Extract the final stretch of the data: the line that contains "Pick out each instance of the cornfield" and every line after it, unaltered, and no other lines.

(Point annotation records)
******************************

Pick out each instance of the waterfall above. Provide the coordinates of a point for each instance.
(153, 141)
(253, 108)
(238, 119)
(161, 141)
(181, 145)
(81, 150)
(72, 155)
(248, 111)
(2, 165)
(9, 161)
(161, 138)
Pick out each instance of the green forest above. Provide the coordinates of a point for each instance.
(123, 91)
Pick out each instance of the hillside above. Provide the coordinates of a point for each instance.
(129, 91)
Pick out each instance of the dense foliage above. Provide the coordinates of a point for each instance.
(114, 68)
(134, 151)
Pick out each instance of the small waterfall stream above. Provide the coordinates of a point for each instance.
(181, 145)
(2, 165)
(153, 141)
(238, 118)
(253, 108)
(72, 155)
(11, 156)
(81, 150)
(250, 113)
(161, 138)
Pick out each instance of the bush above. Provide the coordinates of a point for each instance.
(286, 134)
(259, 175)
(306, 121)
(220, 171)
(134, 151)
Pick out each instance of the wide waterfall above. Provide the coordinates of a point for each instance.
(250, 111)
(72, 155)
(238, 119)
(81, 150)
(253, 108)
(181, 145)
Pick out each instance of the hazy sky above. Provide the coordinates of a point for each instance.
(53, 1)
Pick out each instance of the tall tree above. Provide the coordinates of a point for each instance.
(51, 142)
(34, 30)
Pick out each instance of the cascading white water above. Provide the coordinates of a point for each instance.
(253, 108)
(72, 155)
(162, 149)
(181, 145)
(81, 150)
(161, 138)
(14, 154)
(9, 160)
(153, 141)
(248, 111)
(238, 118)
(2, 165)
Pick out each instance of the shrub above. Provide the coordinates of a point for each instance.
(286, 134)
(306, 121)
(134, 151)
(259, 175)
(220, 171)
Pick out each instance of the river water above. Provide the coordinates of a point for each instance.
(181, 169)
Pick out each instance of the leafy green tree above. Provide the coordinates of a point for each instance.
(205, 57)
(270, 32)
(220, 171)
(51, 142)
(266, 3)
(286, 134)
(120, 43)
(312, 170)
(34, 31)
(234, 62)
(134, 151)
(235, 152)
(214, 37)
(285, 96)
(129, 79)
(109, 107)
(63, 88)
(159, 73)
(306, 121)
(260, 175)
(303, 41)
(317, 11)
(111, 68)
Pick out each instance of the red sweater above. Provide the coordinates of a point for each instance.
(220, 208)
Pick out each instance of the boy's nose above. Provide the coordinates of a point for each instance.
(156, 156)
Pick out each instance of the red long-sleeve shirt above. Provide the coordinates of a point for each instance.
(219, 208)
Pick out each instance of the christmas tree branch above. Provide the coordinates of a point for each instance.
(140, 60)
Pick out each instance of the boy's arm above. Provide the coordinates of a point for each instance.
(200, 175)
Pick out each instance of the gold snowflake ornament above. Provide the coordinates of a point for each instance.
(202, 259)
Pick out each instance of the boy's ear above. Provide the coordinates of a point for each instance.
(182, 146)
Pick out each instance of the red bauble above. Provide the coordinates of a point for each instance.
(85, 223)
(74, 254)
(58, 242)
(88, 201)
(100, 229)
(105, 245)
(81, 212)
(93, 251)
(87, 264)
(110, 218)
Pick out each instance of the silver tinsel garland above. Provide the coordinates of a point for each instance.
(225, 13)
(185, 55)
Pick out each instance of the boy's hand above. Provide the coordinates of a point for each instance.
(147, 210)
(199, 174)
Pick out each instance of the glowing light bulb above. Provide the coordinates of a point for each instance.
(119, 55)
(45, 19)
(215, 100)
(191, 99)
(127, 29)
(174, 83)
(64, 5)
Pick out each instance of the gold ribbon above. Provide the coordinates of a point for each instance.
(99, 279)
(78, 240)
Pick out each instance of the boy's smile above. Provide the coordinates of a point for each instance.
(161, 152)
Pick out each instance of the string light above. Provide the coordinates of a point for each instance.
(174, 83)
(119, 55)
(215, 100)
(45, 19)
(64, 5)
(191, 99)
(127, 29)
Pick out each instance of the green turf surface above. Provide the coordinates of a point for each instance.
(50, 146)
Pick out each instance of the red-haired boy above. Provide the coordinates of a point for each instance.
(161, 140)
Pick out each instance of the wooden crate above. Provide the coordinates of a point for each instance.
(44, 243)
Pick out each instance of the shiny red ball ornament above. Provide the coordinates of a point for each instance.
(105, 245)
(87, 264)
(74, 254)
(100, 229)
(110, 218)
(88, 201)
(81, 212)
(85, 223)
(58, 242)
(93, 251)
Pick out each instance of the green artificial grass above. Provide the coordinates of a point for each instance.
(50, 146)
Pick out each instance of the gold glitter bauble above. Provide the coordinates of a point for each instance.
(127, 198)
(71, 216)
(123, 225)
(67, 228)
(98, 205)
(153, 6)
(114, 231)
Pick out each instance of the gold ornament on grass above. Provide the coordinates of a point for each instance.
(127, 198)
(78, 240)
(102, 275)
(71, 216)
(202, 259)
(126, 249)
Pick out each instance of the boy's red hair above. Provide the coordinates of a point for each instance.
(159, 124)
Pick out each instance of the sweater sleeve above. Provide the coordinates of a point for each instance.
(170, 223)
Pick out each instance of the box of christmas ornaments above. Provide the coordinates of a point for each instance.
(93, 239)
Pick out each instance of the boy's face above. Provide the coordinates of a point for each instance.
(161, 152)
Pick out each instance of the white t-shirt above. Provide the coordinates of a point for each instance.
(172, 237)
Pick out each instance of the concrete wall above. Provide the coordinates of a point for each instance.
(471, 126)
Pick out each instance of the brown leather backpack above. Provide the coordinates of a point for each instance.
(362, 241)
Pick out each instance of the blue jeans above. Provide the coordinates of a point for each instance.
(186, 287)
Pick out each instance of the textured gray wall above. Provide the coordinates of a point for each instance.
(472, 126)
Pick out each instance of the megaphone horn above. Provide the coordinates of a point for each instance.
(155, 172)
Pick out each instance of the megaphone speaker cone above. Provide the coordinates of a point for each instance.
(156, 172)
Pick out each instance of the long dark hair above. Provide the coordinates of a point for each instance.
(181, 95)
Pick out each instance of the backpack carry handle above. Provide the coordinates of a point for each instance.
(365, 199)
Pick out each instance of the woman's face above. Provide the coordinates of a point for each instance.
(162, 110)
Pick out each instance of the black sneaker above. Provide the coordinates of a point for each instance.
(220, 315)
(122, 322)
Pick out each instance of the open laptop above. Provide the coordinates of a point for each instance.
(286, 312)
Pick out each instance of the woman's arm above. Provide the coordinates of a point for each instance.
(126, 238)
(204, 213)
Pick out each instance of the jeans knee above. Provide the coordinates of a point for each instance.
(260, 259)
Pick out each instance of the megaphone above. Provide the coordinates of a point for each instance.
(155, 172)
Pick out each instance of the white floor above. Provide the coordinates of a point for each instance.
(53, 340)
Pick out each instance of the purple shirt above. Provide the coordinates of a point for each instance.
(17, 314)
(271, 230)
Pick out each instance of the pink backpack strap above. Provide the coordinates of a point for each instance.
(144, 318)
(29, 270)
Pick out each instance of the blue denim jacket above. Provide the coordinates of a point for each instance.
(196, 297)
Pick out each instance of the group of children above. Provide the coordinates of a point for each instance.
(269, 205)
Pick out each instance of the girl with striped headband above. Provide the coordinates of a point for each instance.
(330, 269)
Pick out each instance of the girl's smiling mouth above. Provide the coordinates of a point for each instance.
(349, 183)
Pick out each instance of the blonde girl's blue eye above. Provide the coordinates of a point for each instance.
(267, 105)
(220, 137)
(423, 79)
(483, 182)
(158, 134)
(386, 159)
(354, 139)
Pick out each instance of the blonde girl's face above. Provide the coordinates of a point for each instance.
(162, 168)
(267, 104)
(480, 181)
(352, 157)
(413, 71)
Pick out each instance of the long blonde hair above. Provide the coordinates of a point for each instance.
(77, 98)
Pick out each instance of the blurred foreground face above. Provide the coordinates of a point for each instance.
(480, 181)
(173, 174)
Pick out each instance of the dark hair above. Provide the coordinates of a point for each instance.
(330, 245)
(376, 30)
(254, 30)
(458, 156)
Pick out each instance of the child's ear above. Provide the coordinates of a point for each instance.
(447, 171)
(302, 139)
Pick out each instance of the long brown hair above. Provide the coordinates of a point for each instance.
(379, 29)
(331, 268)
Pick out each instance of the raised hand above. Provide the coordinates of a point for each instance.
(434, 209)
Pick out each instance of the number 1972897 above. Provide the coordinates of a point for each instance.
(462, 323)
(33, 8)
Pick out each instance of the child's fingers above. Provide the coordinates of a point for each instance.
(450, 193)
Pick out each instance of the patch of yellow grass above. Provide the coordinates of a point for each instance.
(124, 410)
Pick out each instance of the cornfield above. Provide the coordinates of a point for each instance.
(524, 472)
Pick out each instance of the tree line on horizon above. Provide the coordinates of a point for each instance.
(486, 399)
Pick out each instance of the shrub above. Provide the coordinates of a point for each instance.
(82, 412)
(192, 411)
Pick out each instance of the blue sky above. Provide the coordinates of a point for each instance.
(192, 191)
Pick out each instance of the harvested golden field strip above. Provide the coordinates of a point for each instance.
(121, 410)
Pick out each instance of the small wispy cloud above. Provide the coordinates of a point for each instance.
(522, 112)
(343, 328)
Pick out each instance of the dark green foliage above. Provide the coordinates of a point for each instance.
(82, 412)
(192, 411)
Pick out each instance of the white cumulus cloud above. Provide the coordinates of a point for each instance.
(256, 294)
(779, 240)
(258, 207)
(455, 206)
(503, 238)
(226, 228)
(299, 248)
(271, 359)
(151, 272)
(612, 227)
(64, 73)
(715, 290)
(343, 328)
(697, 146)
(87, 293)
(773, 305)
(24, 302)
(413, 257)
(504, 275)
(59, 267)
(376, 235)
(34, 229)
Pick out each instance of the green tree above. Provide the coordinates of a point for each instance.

******************************

Result below
Pick out each instance of the cornfield above. Provide the coordinates of a point for each instance.
(524, 472)
Pick out each instance of the tree line on horizon above. Provide the coordinates of a point for each instance.
(486, 399)
Pick out each instance of the shrub above. Provide the coordinates of a point for each instance.
(82, 412)
(192, 411)
Pick out each instance of the blue sky above. Provide the coordinates of a point for each instance.
(192, 191)
Pick out each instance of the harvested golden field strip above. Provide the coordinates of a point for each instance.
(121, 410)
Pick out each instance of the small wispy cloud above. Provide the coordinates of a point for each instance.
(522, 112)
(343, 328)
Pick out each instance of the dark green foliage above. Provide the coordinates of a point for each instance.
(82, 412)
(192, 411)
Pick out each instance of the white cumulus cloud above. Provide the coordinates of a point for each instance.
(256, 294)
(779, 240)
(258, 207)
(455, 206)
(503, 238)
(226, 228)
(299, 248)
(271, 359)
(151, 272)
(612, 227)
(64, 73)
(715, 290)
(343, 328)
(697, 146)
(87, 293)
(773, 305)
(24, 302)
(413, 257)
(504, 275)
(59, 267)
(376, 235)
(34, 229)
Pick out each instance of the green tree above. Provide the coordinates of a point for each instance.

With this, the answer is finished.